Required work:
Could you find every line in the entries below that holds the word "ball" and copy it?
*** Given data ***
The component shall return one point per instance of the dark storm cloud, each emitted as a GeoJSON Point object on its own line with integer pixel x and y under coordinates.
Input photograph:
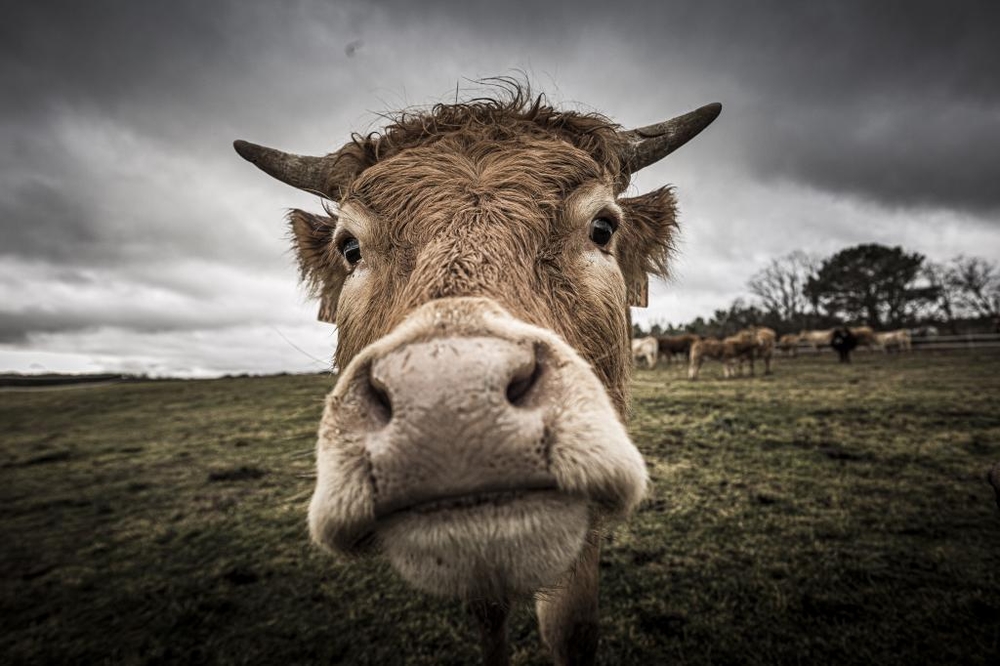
{"type": "Point", "coordinates": [118, 117]}
{"type": "Point", "coordinates": [897, 102]}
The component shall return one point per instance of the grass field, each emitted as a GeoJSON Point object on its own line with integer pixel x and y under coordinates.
{"type": "Point", "coordinates": [826, 514]}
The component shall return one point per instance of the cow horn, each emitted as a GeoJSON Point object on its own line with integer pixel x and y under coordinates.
{"type": "Point", "coordinates": [652, 143]}
{"type": "Point", "coordinates": [302, 171]}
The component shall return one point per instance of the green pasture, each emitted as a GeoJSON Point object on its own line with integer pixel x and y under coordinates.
{"type": "Point", "coordinates": [827, 514]}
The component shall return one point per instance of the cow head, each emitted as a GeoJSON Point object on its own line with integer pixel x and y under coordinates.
{"type": "Point", "coordinates": [478, 267]}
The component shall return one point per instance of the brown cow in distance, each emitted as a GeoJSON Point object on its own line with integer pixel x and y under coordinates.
{"type": "Point", "coordinates": [865, 336]}
{"type": "Point", "coordinates": [732, 352]}
{"type": "Point", "coordinates": [478, 264]}
{"type": "Point", "coordinates": [677, 345]}
{"type": "Point", "coordinates": [789, 344]}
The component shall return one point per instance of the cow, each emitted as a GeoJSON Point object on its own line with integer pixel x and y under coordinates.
{"type": "Point", "coordinates": [789, 344]}
{"type": "Point", "coordinates": [816, 339]}
{"type": "Point", "coordinates": [898, 340]}
{"type": "Point", "coordinates": [673, 345]}
{"type": "Point", "coordinates": [994, 478]}
{"type": "Point", "coordinates": [865, 337]}
{"type": "Point", "coordinates": [732, 352]}
{"type": "Point", "coordinates": [764, 338]}
{"type": "Point", "coordinates": [645, 350]}
{"type": "Point", "coordinates": [479, 260]}
{"type": "Point", "coordinates": [843, 342]}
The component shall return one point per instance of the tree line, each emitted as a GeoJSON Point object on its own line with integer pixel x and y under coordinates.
{"type": "Point", "coordinates": [869, 284]}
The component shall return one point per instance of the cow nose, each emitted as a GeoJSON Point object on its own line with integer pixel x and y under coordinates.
{"type": "Point", "coordinates": [455, 418]}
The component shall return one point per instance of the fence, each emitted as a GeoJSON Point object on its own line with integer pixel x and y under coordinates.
{"type": "Point", "coordinates": [930, 343]}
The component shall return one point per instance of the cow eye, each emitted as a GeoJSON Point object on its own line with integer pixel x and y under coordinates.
{"type": "Point", "coordinates": [351, 249]}
{"type": "Point", "coordinates": [601, 230]}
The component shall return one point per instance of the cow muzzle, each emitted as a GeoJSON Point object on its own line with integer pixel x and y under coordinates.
{"type": "Point", "coordinates": [475, 449]}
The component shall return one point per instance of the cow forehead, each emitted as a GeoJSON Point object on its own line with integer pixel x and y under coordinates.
{"type": "Point", "coordinates": [450, 173]}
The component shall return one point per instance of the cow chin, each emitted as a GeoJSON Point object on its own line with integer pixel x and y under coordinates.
{"type": "Point", "coordinates": [491, 550]}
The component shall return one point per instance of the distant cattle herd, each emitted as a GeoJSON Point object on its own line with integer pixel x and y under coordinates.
{"type": "Point", "coordinates": [760, 342]}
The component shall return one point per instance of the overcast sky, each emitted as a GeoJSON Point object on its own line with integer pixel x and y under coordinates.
{"type": "Point", "coordinates": [132, 237]}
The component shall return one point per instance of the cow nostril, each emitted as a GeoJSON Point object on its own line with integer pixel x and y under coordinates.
{"type": "Point", "coordinates": [379, 399]}
{"type": "Point", "coordinates": [521, 384]}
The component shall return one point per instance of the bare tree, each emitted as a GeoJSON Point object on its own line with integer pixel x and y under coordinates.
{"type": "Point", "coordinates": [942, 280]}
{"type": "Point", "coordinates": [977, 283]}
{"type": "Point", "coordinates": [780, 286]}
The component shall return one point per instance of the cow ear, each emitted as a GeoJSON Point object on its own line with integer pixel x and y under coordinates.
{"type": "Point", "coordinates": [319, 268]}
{"type": "Point", "coordinates": [647, 241]}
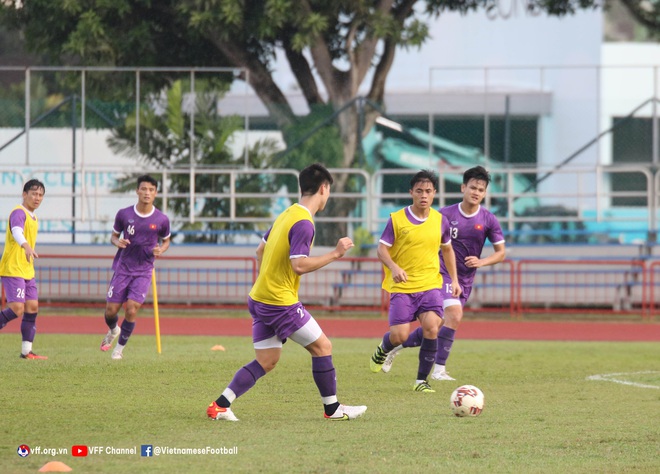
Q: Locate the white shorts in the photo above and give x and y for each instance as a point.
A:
(304, 336)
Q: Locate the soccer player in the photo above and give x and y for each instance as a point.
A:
(141, 233)
(470, 226)
(277, 314)
(408, 249)
(17, 266)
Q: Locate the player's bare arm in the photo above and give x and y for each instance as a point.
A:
(494, 258)
(162, 248)
(398, 274)
(30, 254)
(449, 257)
(309, 264)
(260, 254)
(119, 242)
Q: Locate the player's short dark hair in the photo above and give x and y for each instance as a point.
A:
(34, 184)
(312, 178)
(479, 173)
(425, 175)
(145, 178)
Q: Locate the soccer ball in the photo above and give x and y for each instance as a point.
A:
(467, 400)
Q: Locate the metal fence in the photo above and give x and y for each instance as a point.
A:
(574, 151)
(517, 289)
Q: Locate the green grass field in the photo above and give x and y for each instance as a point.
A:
(541, 413)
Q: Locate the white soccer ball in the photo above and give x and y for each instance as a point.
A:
(467, 400)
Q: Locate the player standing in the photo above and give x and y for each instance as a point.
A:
(17, 266)
(470, 225)
(141, 233)
(277, 314)
(408, 249)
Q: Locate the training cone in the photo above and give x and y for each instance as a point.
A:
(55, 466)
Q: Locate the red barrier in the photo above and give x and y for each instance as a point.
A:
(585, 286)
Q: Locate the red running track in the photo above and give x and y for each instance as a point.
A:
(504, 330)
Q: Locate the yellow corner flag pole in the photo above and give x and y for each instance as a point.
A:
(156, 321)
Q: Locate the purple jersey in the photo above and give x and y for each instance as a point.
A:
(468, 236)
(144, 233)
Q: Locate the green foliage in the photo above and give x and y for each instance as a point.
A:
(362, 239)
(165, 142)
(541, 414)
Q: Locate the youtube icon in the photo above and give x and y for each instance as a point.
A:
(79, 450)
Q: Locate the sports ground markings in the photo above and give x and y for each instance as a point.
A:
(622, 381)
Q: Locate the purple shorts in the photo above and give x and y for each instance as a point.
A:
(449, 300)
(18, 290)
(280, 321)
(406, 307)
(124, 287)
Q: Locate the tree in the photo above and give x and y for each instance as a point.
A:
(330, 45)
(166, 142)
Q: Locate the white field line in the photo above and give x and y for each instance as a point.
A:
(611, 378)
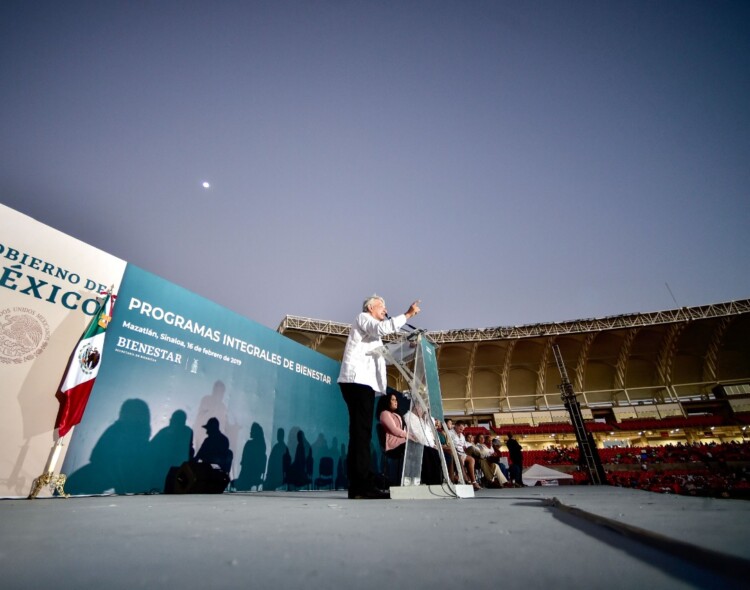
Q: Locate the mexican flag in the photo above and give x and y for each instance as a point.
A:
(82, 369)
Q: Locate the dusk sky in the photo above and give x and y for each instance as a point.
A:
(505, 162)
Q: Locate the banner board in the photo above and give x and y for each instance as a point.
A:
(177, 363)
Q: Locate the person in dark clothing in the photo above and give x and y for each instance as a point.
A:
(516, 460)
(215, 449)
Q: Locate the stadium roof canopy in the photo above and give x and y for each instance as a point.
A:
(637, 365)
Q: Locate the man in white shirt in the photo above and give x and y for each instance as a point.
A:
(362, 377)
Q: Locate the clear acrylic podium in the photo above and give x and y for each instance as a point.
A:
(414, 357)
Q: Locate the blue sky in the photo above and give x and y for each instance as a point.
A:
(505, 162)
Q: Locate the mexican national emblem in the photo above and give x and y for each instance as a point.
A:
(24, 334)
(104, 320)
(89, 358)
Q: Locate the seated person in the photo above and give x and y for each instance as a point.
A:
(417, 424)
(497, 456)
(443, 440)
(491, 470)
(466, 460)
(215, 449)
(393, 425)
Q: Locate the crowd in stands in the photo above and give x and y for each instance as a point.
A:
(715, 469)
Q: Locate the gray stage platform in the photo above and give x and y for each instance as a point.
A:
(562, 537)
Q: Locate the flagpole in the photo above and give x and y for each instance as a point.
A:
(48, 477)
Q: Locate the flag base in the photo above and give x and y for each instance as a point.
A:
(57, 482)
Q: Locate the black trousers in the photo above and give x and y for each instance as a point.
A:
(360, 401)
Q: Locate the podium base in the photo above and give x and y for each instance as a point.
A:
(430, 492)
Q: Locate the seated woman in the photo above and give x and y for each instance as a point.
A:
(421, 432)
(393, 425)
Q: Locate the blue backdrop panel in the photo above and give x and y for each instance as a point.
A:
(172, 361)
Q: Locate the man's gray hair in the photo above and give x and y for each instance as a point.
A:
(370, 300)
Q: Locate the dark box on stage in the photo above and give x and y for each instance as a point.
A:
(195, 478)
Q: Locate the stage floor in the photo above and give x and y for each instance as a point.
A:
(557, 537)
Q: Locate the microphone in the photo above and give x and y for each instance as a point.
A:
(413, 328)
***
Answer area:
Q: Locate the soccer ball in the photo above and give x and y for each instance as a point.
Q: Locate the white soccer ball in the photo above and give x and y for each instance as a point.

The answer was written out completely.